YOUR GOAL.
Count the lines in the rows below that contain the string "bare", and give only that number.

[Photo object pointing rows]

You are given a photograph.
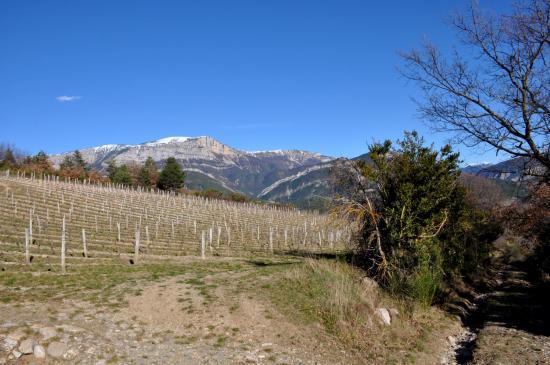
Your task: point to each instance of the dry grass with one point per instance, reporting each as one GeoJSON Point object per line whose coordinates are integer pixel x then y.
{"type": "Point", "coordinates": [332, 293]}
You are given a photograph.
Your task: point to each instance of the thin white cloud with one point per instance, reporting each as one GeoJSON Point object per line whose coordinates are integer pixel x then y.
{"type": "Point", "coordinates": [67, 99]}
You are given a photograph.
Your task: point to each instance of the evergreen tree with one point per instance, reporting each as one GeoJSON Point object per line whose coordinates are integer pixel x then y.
---
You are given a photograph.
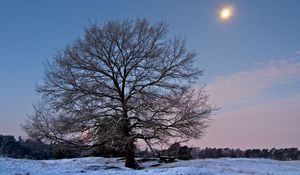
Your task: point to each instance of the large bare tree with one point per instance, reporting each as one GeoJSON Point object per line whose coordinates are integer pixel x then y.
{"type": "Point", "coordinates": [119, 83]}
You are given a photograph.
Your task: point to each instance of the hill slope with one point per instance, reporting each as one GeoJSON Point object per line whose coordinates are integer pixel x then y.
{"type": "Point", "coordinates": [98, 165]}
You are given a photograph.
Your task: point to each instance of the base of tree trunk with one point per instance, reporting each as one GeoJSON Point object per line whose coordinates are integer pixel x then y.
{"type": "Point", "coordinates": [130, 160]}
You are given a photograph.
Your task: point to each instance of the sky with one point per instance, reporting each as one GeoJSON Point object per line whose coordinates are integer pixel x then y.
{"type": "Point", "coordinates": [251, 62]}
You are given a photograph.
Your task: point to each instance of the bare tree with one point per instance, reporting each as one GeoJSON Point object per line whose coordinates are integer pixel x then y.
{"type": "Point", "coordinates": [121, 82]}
---
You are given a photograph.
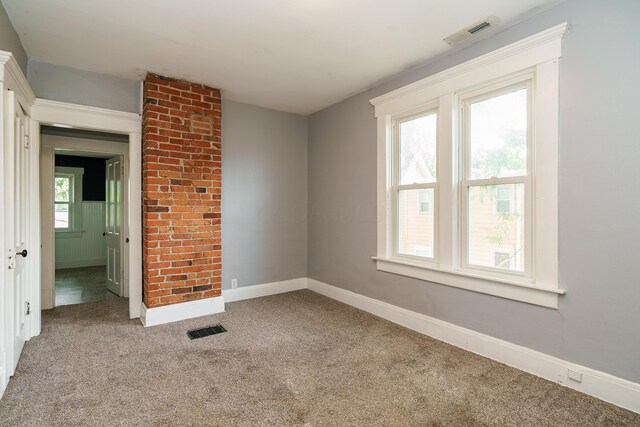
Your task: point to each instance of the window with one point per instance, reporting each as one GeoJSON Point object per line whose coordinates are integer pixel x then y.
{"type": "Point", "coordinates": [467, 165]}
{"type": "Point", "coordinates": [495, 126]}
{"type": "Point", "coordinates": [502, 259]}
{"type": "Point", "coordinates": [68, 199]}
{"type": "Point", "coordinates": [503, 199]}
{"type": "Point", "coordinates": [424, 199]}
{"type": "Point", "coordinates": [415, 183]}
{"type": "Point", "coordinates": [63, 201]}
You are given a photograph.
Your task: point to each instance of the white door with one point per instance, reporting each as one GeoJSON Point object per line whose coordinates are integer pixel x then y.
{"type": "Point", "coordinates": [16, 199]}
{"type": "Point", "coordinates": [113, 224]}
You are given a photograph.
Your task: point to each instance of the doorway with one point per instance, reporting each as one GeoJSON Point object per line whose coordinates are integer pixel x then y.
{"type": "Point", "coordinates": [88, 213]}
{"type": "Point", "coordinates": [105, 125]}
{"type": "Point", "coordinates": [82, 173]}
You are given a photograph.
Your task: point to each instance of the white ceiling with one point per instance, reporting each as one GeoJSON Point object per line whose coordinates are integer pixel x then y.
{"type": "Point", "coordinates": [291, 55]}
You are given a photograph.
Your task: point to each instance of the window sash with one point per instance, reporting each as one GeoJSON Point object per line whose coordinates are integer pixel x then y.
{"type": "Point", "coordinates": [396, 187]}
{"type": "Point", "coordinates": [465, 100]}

RESULT OF THE EXERCISE.
2